### Aim of the exercise
Exactly how many lines in this listing contain "below"? Only the number is needed.

### Input for this task
· · ·

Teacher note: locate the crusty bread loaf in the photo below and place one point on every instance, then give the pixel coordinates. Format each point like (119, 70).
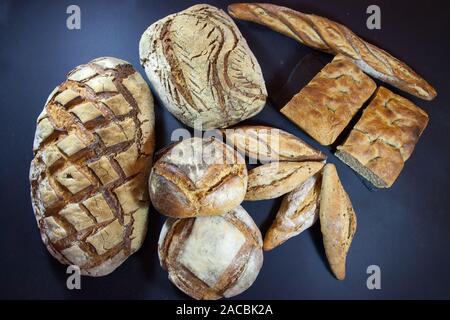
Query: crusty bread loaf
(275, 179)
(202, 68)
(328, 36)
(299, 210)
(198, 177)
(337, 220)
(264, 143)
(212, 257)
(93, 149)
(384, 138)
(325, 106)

· · ·

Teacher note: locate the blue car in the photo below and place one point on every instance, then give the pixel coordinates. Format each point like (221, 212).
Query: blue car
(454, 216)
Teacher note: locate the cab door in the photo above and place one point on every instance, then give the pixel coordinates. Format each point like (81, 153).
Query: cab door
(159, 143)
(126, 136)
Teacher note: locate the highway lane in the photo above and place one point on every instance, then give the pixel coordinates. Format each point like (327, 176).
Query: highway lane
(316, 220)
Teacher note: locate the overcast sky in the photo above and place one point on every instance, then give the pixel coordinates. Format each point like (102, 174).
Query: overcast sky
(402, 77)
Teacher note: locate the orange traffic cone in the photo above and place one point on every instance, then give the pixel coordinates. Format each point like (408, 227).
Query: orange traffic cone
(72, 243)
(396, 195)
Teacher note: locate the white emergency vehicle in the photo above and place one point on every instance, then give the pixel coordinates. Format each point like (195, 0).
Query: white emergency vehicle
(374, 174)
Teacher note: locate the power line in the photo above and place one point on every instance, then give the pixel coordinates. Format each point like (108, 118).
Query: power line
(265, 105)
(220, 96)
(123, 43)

· · ·

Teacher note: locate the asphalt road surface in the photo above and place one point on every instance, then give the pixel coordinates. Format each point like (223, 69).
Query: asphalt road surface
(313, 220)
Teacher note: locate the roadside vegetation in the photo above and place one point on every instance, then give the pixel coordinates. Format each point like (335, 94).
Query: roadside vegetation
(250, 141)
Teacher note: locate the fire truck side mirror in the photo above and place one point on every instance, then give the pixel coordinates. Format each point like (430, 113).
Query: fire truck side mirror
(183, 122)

· · ·

### Answer to the problem
2